Brief>
Reproduce exactly, from the data that follows, the line with "Exercise. Mark the dslr", the line with "Exercise. Mark the woman's white", and every line that lies between them.

[[ Data listing, beginning ]]

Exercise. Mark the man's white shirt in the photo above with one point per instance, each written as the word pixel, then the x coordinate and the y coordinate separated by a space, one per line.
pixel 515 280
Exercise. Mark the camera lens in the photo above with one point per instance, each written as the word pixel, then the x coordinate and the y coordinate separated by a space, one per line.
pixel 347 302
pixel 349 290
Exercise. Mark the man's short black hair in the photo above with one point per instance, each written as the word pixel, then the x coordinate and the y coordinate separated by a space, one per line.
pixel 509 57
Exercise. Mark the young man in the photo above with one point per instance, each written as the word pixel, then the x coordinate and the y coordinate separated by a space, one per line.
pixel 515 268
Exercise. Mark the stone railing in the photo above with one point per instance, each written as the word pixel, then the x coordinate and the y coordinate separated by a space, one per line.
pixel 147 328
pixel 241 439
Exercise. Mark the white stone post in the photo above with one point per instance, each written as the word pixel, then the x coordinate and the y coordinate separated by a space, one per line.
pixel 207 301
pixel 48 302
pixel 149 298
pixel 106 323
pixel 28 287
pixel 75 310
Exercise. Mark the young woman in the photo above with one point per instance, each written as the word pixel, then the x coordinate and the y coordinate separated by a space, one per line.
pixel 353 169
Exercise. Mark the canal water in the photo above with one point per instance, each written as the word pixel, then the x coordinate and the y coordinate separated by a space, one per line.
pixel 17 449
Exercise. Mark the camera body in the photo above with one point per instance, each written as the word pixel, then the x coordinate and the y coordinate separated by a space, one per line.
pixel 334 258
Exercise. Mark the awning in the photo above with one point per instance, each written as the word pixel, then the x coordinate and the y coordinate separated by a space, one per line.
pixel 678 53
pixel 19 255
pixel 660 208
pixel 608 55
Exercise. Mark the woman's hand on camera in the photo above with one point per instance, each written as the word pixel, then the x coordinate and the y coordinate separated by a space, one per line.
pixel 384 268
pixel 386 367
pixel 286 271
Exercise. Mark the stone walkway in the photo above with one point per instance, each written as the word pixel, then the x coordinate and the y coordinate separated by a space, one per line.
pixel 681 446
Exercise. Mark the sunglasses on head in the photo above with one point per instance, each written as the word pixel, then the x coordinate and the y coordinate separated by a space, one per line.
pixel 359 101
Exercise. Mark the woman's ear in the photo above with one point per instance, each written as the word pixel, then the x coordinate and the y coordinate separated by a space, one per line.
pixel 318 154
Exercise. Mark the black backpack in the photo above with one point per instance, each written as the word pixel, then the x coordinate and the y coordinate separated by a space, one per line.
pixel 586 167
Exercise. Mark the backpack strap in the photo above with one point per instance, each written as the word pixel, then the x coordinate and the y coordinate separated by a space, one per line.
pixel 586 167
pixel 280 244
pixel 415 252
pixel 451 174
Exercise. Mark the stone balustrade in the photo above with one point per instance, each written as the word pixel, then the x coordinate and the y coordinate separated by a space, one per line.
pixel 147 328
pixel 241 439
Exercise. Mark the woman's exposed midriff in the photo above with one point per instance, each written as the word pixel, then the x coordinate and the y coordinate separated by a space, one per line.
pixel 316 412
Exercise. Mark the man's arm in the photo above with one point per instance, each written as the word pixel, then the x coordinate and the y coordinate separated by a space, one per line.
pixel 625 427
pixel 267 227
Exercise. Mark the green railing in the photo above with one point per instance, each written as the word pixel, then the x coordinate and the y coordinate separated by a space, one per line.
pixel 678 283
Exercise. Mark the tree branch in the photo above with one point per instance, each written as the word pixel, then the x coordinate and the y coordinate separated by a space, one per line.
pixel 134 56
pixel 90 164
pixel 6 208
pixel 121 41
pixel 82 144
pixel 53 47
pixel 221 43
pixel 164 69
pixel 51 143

[[ Data listing, end ]]
[[ Data listing, beginning ]]

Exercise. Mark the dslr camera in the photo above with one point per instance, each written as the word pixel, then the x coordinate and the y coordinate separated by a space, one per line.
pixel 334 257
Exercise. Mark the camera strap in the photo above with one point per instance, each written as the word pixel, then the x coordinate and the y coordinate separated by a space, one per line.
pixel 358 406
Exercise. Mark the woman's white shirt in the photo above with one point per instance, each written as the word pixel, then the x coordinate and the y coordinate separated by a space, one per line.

[[ Data listing, end ]]

Solution below>
Exercise. Mark the dslr camera in the photo above with one point per instance, each written as the word pixel, then the x coordinate and the y coordinate separated by a space, one per line.
pixel 334 257
Exercise. Mark the camera strap in the photo above with one point per instance, each written as the word pixel, then the x coordinate and the y coordinate separated by a space, one per line.
pixel 358 406
Exercise. Mark the woman's white shirt in the photo above with one point per instance, each written as the word pixel, then the x coordinate and the y coordinate separated by a space, one per line.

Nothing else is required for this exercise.